Convert the listing below into a two-column CSV with the header columns "prompt" and "boxes", one row per request. Put the request text and its full answer each in a single quoted field, turning any line breaks into spaces.

━━ Data excerpts

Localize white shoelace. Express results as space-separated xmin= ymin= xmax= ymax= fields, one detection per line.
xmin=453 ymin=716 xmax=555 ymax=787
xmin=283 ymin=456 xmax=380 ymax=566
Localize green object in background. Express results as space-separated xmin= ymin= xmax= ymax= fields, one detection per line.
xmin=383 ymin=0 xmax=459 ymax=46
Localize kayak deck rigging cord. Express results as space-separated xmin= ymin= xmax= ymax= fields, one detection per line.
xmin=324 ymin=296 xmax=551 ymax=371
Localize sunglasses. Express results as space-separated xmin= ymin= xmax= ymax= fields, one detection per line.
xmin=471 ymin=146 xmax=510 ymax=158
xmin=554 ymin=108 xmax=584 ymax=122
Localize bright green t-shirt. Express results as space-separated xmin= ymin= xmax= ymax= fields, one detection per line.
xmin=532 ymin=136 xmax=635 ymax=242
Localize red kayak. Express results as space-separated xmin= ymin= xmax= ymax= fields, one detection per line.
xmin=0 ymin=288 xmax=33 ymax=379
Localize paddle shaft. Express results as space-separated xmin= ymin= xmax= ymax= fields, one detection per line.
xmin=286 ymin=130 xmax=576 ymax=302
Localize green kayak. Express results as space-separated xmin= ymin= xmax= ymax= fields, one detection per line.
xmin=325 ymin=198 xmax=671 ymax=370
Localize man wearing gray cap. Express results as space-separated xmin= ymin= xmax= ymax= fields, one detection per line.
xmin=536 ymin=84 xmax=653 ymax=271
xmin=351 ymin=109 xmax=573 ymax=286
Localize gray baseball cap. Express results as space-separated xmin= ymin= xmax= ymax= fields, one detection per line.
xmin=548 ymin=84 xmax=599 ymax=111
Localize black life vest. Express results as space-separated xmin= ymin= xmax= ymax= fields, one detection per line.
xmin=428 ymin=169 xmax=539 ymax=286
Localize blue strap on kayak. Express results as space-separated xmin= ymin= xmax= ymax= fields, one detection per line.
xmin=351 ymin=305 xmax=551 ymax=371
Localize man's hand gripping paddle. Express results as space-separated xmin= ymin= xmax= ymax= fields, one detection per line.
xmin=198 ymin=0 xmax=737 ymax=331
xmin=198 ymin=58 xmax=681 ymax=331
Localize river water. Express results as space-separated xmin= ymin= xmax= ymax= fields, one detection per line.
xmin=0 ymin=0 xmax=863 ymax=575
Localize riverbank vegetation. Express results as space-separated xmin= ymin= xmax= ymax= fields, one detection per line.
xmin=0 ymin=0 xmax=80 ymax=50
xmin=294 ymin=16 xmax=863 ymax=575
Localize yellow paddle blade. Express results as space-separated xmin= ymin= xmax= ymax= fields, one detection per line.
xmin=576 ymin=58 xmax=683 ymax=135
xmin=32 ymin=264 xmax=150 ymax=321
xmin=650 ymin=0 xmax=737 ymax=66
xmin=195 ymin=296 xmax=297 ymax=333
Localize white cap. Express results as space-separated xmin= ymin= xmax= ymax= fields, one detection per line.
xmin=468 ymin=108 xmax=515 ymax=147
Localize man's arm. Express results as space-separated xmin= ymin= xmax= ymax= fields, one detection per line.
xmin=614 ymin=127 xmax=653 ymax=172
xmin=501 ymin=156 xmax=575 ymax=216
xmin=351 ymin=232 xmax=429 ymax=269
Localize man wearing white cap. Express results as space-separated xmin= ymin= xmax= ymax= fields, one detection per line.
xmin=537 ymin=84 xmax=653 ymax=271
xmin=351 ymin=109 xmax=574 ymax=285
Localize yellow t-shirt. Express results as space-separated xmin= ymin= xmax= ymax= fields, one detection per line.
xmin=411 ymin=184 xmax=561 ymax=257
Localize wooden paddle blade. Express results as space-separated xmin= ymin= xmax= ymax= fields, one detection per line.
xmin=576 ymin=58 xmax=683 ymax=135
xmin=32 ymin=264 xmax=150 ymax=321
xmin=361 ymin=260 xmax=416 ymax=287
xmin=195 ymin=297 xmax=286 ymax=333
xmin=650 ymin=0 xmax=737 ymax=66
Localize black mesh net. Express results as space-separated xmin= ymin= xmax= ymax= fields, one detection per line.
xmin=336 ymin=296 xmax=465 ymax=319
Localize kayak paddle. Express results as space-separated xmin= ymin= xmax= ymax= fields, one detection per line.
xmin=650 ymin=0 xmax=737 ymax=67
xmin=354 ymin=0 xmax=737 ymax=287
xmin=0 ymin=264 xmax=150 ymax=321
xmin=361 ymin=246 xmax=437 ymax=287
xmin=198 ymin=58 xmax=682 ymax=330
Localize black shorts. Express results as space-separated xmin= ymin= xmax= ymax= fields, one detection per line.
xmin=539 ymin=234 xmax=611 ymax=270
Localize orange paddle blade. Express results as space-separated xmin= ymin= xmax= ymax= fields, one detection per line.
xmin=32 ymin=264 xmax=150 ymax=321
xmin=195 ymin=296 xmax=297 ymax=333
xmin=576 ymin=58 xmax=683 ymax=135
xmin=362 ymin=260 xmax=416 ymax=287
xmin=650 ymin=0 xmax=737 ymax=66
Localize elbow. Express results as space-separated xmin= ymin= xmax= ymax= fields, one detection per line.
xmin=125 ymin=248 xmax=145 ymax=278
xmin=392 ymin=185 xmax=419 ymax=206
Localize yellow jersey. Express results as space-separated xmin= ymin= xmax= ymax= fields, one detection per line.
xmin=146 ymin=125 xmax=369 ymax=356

━━━━

**Exercise answer**:
prompt,boxes
"Localize white shoelace. Express results as space-separated xmin= ymin= xmax= ymax= fields, one detection per line.","xmin=453 ymin=716 xmax=555 ymax=787 xmin=283 ymin=456 xmax=380 ymax=566"
"Localize green object in background. Express results as space-separated xmin= ymin= xmax= ymax= fields, one detection per line.","xmin=383 ymin=0 xmax=459 ymax=46"
"Localize kayak deck rigging cord. Express results as space-separated xmin= ymin= xmax= ymax= fields, one detection per line.","xmin=324 ymin=296 xmax=551 ymax=371"
"Localize sunglasses. Express results as space-separated xmin= ymin= xmax= ymax= fields, one detection per line.","xmin=471 ymin=146 xmax=510 ymax=158 xmin=554 ymin=108 xmax=584 ymax=122"
"Localize bright green t-shirt. Express results as space-separated xmin= ymin= xmax= ymax= fields, one detection per line.","xmin=532 ymin=136 xmax=635 ymax=242"
"Localize red kayak. Express results as space-separated xmin= ymin= xmax= ymax= fields, one detection per line.","xmin=0 ymin=288 xmax=33 ymax=379"
"Localize paddle shaft. Express results as space-separated xmin= ymin= xmax= ymax= fields, one detection per line.","xmin=286 ymin=130 xmax=576 ymax=302"
"Localize green kayak. Express results as space-separated xmin= ymin= xmax= ymax= fields, one detection per line.","xmin=325 ymin=198 xmax=671 ymax=370"
"Localize man wearing gray cap. Express results as space-separated xmin= ymin= xmax= ymax= fields, one detection per line.","xmin=536 ymin=84 xmax=653 ymax=271 xmin=351 ymin=109 xmax=573 ymax=286"
"Localize gray baseball cap. Express results as space-separated xmin= ymin= xmax= ymax= fields, one detection per line.","xmin=548 ymin=84 xmax=599 ymax=111"
"Localize black life vest. Express results as space-separated xmin= ymin= xmax= ymax= fields, one detection per line.","xmin=428 ymin=169 xmax=539 ymax=286"
"Localize blue strap on kayak. Express results as space-separated xmin= ymin= xmax= ymax= fields, one detection per line.","xmin=351 ymin=305 xmax=551 ymax=371"
"Localize man's hand gripping paddle. Express results as space-separated xmin= ymin= xmax= ymax= fields, one detection per line.","xmin=198 ymin=0 xmax=737 ymax=331 xmin=198 ymin=58 xmax=681 ymax=331"
"Localize river water. Express results as space-separated xmin= ymin= xmax= ymax= fields, one detection per line.","xmin=0 ymin=0 xmax=863 ymax=575"
"Localize riverbank vegetation. Express results as space-separated xmin= ymin= xmax= ymax= fields, one detection per line.","xmin=0 ymin=0 xmax=80 ymax=50 xmin=294 ymin=16 xmax=863 ymax=575"
"Localize yellow paddle blade. Express results as space-separated xmin= ymin= xmax= ymax= fields, one detection per line.","xmin=576 ymin=58 xmax=683 ymax=135 xmin=32 ymin=264 xmax=150 ymax=321 xmin=650 ymin=0 xmax=737 ymax=66 xmin=195 ymin=296 xmax=297 ymax=333"
"Localize white cap. Express results as space-separated xmin= ymin= xmax= ymax= fields, one detection per line.","xmin=468 ymin=108 xmax=515 ymax=147"
"Localize man's arm. Express results as space-separated xmin= ymin= xmax= ymax= fields, one detection per line.","xmin=614 ymin=127 xmax=653 ymax=172 xmin=501 ymin=156 xmax=575 ymax=216 xmin=351 ymin=232 xmax=429 ymax=269"
"Localize man wearing white cap. Express results as space-separated xmin= ymin= xmax= ymax= fields, one detection per line.","xmin=537 ymin=84 xmax=653 ymax=271 xmin=351 ymin=109 xmax=574 ymax=285"
"Localize yellow t-shirt. Express results as space-separated xmin= ymin= xmax= ymax= fields, one detection per line.","xmin=411 ymin=184 xmax=561 ymax=257"
"Localize wooden paddle blade. Express results as space-separated xmin= ymin= xmax= ymax= fields, one detection per line.","xmin=576 ymin=58 xmax=683 ymax=135 xmin=32 ymin=264 xmax=150 ymax=321 xmin=361 ymin=260 xmax=416 ymax=287 xmin=195 ymin=297 xmax=286 ymax=333 xmin=650 ymin=0 xmax=737 ymax=66"
"Localize black mesh net. Express results as space-separated xmin= ymin= xmax= ymax= fields, one detection per line.","xmin=336 ymin=296 xmax=465 ymax=319"
"Localize kayak paddle. Express results as space-separated xmin= ymin= xmax= ymax= fields, one detection per line.","xmin=650 ymin=0 xmax=737 ymax=67 xmin=354 ymin=0 xmax=737 ymax=287 xmin=0 ymin=264 xmax=150 ymax=321 xmin=361 ymin=246 xmax=437 ymax=287 xmin=198 ymin=58 xmax=682 ymax=330"
"Localize black shorts. Express results as space-separated xmin= ymin= xmax= ymax= fields, one detection per line.","xmin=539 ymin=234 xmax=611 ymax=270"
"Localize orange paddle blade. Express results as space-separated xmin= ymin= xmax= ymax= fields, one detection per line.","xmin=32 ymin=264 xmax=150 ymax=321 xmin=195 ymin=296 xmax=297 ymax=333 xmin=576 ymin=58 xmax=683 ymax=135 xmin=362 ymin=260 xmax=416 ymax=287 xmin=650 ymin=0 xmax=737 ymax=66"
"Localize elbow. Express results as space-separated xmin= ymin= xmax= ymax= fields, one detection per line.","xmin=125 ymin=248 xmax=145 ymax=278 xmin=392 ymin=185 xmax=419 ymax=206"
"Localize yellow jersey. Express results as space-separated xmin= ymin= xmax= ymax= fields, one detection per line.","xmin=146 ymin=125 xmax=369 ymax=356"